▶ **Exercise materials**:
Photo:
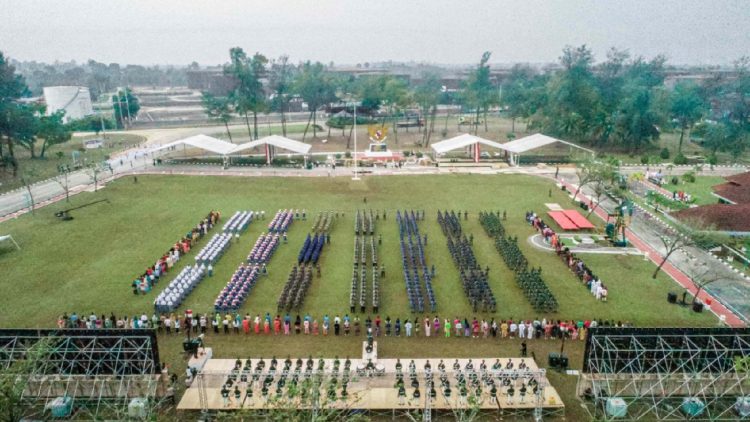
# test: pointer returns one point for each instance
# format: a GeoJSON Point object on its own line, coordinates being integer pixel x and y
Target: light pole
{"type": "Point", "coordinates": [356, 173]}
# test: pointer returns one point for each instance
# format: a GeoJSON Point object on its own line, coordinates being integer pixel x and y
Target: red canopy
{"type": "Point", "coordinates": [578, 219]}
{"type": "Point", "coordinates": [562, 220]}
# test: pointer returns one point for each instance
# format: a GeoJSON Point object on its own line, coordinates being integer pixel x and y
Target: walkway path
{"type": "Point", "coordinates": [537, 240]}
{"type": "Point", "coordinates": [669, 268]}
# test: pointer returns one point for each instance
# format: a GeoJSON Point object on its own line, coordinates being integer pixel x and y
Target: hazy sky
{"type": "Point", "coordinates": [437, 31]}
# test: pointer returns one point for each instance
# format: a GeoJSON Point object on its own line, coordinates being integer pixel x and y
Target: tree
{"type": "Point", "coordinates": [479, 92]}
{"type": "Point", "coordinates": [517, 92]}
{"type": "Point", "coordinates": [12, 87]}
{"type": "Point", "coordinates": [427, 96]}
{"type": "Point", "coordinates": [317, 88]}
{"type": "Point", "coordinates": [591, 171]}
{"type": "Point", "coordinates": [63, 180]}
{"type": "Point", "coordinates": [126, 107]}
{"type": "Point", "coordinates": [249, 95]}
{"type": "Point", "coordinates": [687, 107]}
{"type": "Point", "coordinates": [93, 171]}
{"type": "Point", "coordinates": [280, 82]}
{"type": "Point", "coordinates": [28, 178]}
{"type": "Point", "coordinates": [573, 98]}
{"type": "Point", "coordinates": [395, 97]}
{"type": "Point", "coordinates": [52, 131]}
{"type": "Point", "coordinates": [218, 109]}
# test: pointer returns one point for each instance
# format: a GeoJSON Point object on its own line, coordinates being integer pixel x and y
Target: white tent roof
{"type": "Point", "coordinates": [534, 141]}
{"type": "Point", "coordinates": [204, 142]}
{"type": "Point", "coordinates": [277, 141]}
{"type": "Point", "coordinates": [462, 141]}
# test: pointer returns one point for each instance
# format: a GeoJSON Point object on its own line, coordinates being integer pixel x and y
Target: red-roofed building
{"type": "Point", "coordinates": [731, 215]}
{"type": "Point", "coordinates": [736, 190]}
{"type": "Point", "coordinates": [723, 217]}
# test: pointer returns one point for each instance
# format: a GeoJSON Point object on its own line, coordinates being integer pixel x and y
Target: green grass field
{"type": "Point", "coordinates": [45, 168]}
{"type": "Point", "coordinates": [87, 264]}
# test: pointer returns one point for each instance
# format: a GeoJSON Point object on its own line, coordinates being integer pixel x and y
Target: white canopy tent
{"type": "Point", "coordinates": [204, 142]}
{"type": "Point", "coordinates": [8, 237]}
{"type": "Point", "coordinates": [223, 148]}
{"type": "Point", "coordinates": [517, 147]}
{"type": "Point", "coordinates": [275, 141]}
{"type": "Point", "coordinates": [464, 141]}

▶ **Directions**:
Reproduce every line above as written, skipping pictures.

▶ **Problem solution**:
Photo:
# test: pointer returns one point for each instance
# format: a GeoJSON Point object on its own line, coordinates being integer pixel x and y
Target: light pole
{"type": "Point", "coordinates": [356, 173]}
# test: pointer returns one point for each instance
# format: a GeoJSON Point object on its own line, coordinates being integer pixel x and y
Target: red canopy
{"type": "Point", "coordinates": [578, 219]}
{"type": "Point", "coordinates": [562, 220]}
# test: pointer returns one point for each instance
# format: a GeoJSON Point object on its own line, coordinates being integer pixel x and y
Target: walkway path
{"type": "Point", "coordinates": [537, 240]}
{"type": "Point", "coordinates": [669, 268]}
# test: pointer returns one point for each instance
# format: a GeoJSON Point object on its own line, coordinates being integer pixel x and y
Target: hazy sky
{"type": "Point", "coordinates": [437, 31]}
# test: pointer returns one point for each instance
# format: a GeoJSON Point object on its own line, coordinates being integer pixel x and y
Target: tree
{"type": "Point", "coordinates": [479, 92]}
{"type": "Point", "coordinates": [517, 92]}
{"type": "Point", "coordinates": [12, 87]}
{"type": "Point", "coordinates": [427, 96]}
{"type": "Point", "coordinates": [317, 88]}
{"type": "Point", "coordinates": [591, 171]}
{"type": "Point", "coordinates": [63, 180]}
{"type": "Point", "coordinates": [126, 107]}
{"type": "Point", "coordinates": [249, 95]}
{"type": "Point", "coordinates": [687, 107]}
{"type": "Point", "coordinates": [93, 171]}
{"type": "Point", "coordinates": [280, 82]}
{"type": "Point", "coordinates": [28, 178]}
{"type": "Point", "coordinates": [573, 98]}
{"type": "Point", "coordinates": [395, 97]}
{"type": "Point", "coordinates": [52, 131]}
{"type": "Point", "coordinates": [218, 109]}
# test: pointer returns one point for each instance
# format: a GeoJSON Point object on its own line, coordinates being integer pixel x and y
Target: white tent roof
{"type": "Point", "coordinates": [534, 141]}
{"type": "Point", "coordinates": [204, 142]}
{"type": "Point", "coordinates": [277, 141]}
{"type": "Point", "coordinates": [462, 141]}
# test: pointer returns one point for each instance
# format: a GeoJSON Point object on its own line, coordinates being integer pixel x and y
Target: red-roofed building
{"type": "Point", "coordinates": [731, 215]}
{"type": "Point", "coordinates": [736, 190]}
{"type": "Point", "coordinates": [723, 217]}
# test: pointer returns one point for each instance
# format: a GeoJSON Point object on its own line, coordinates being integer pixel x and y
Target: green grass field
{"type": "Point", "coordinates": [45, 168]}
{"type": "Point", "coordinates": [87, 264]}
# test: pointer returns one point for each instance
# format: a GeoJSON Point object on its own line, coordinates being integer pixel x and y
Target: white canopy tent
{"type": "Point", "coordinates": [204, 142]}
{"type": "Point", "coordinates": [8, 237]}
{"type": "Point", "coordinates": [223, 148]}
{"type": "Point", "coordinates": [517, 147]}
{"type": "Point", "coordinates": [275, 141]}
{"type": "Point", "coordinates": [464, 141]}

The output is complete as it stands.